### GIVEN EXERCISE 1
According to the passage on the Indian Navy's submarine fleet, about how many of its submarines are operational at any given time?
### GIVEN EXERCISE 2
Write what comes next in the passage on the Indian Navy's submarine fleet, picking up after its final sentence.

### DOCUMENT SEGMENT
============================================================

The Indian Navy has 16 submarines only one of which is nuclear powered– but at any given time only about 6 are operational. They are diesel powered and obsolete by international standards. Half of these subs are approaching 22-23 years old, with a supposed life cycle of 30 years. General plans seem to be to start to replace these at the rate of 2 per year, and six are already scheduled, but it not certain that this schedule can be maintained. Training, refitting, maintenance and upgrading capabilities all seem very limited and difficult. India keeps saying that it wants to be self sufficient in weapons systems production, but in fact they seem technically to be another generation away, and meanwhile it keeps buying ships from the Russians, with more frigates and submarines to be purchased soon. In fact, one of the Navy’s most serious problems is the talent shortage, both in the service and in its supporting military industrial complex. The Navy has been very dependent on military state owned enterprises because of long standing government policy of import substitution, and the domestic private sector has been largely excluded from the more technologically sophisticated systems3.

============================================================

(Saved entries)

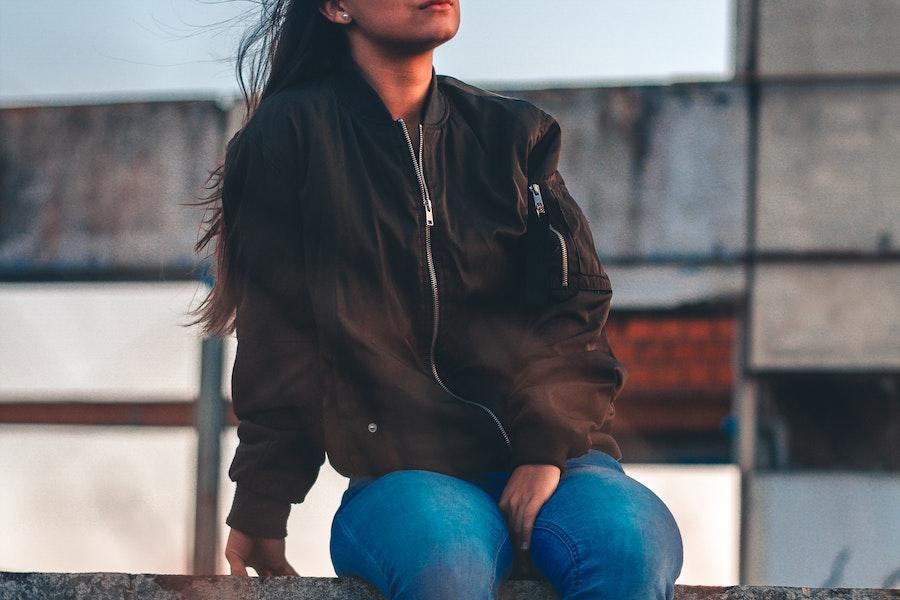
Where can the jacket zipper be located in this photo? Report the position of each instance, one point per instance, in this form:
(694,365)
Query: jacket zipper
(535,190)
(429,221)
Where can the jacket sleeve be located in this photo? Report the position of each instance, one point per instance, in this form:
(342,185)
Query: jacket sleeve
(276,387)
(561,400)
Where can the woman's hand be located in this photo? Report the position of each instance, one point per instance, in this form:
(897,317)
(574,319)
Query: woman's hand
(528,487)
(265,555)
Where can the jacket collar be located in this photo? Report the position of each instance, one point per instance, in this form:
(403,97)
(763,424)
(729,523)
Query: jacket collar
(355,91)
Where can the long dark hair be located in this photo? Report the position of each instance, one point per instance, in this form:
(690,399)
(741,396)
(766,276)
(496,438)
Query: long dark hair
(292,42)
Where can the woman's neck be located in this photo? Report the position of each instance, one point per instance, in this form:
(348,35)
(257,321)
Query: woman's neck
(401,81)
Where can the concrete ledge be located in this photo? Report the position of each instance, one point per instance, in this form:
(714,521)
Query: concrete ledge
(125,586)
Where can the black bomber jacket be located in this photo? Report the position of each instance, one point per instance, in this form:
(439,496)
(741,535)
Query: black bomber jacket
(438,307)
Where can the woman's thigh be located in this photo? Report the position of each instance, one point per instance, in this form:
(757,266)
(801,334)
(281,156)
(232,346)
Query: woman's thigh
(421,534)
(603,534)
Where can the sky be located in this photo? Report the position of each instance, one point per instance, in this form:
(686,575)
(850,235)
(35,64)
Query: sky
(57,51)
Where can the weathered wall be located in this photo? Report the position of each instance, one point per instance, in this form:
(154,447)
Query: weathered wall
(99,187)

============================================================

### EXPECTED ANSWER 1
About six submarines are operational at any given time.

### EXPECTED ANSWER 2
This may change. India is trying to build up its skill base, the Russians are increasingly reluctant to supply its top level technology, and the U. S. and other countries such as France, Israel, Japan and Brazil are ready to step into any gap, and appear more willing to share their technology knowledge.
India’s air force is the world’s fourth largest with about 170,000 personnel and over 1,300 aircraft, including over 600 combat aircraft and more than 500 transports and helicopters operating out of more than 60 airbases around the country4. Its newest plane is the multi-role Sukhoi 30 which are obtained from Russia, and are capable of delivering strategic weapons. It now also operates a large number of MiG 29s and Dassault Mirage 2000 aircraft which have advanced electronics permitting night operation. MiG 27 aircraft are deployed for ground attack and ground support missions. The air force has many older MIG 21s which it wants to replace with a domestically produced light combat aircraft. Hindustan Aeronautics Ltd. (HAL) is major domestic aircraft manufacturer and it currently produces many of the Russian aircraft in India under license. It also produces several helicopters, and is designing the HAL Tejas domestically as the replacement for the obsolete MiG 21s.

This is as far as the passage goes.